- **EXERCISE DESCRIPTION**
Write out all the data again with "porch column" swapped for "porch pillar" and nothing else changed. Leave the pictures out.

(Point annotation records)
┄┄┄┄┄┄┄┄┄┄

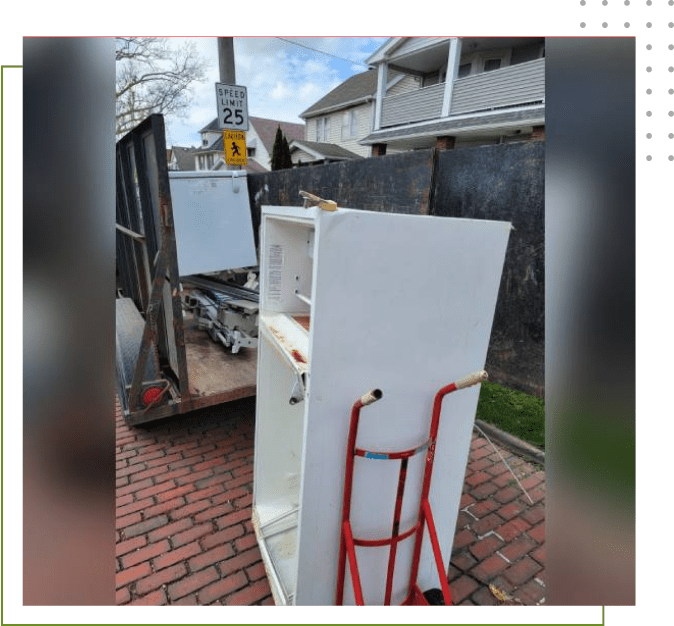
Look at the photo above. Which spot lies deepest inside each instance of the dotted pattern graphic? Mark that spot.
(651, 22)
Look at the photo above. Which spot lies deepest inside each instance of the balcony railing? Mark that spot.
(511, 86)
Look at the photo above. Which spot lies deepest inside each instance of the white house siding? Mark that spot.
(261, 155)
(517, 84)
(408, 83)
(412, 44)
(364, 121)
(414, 106)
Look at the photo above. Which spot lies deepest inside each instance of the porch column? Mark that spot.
(445, 143)
(538, 133)
(452, 73)
(382, 78)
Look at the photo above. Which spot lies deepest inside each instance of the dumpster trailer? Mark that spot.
(175, 232)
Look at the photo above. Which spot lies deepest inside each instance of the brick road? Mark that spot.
(184, 534)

┄┄┄┄┄┄┄┄┄┄

- **TASK RESULT**
Look at the photo above. Which spot lies deepest inside each instance of the dotted pattern graphic? Mark that spot.
(651, 22)
Look at the photo above. Which spot lies deepest inside each instance of the balcony railing? Mark that spot.
(511, 86)
Look at the photo above. Which spot lies deepest inside each instance of the white house siding? Mark that spot.
(261, 155)
(517, 84)
(408, 83)
(412, 44)
(364, 121)
(414, 106)
Look at the photo above. Which spot lies deepest inside each instance of the porch pillar? Mark that spot.
(445, 143)
(538, 133)
(452, 73)
(382, 78)
Look at the photo above. Which spot lies deepest inside each instance of the dumpster trailer? Mark that spot.
(175, 232)
Look at the photo above. Which spot lies deepest inside each instance of the brick road? Mark that spot.
(184, 534)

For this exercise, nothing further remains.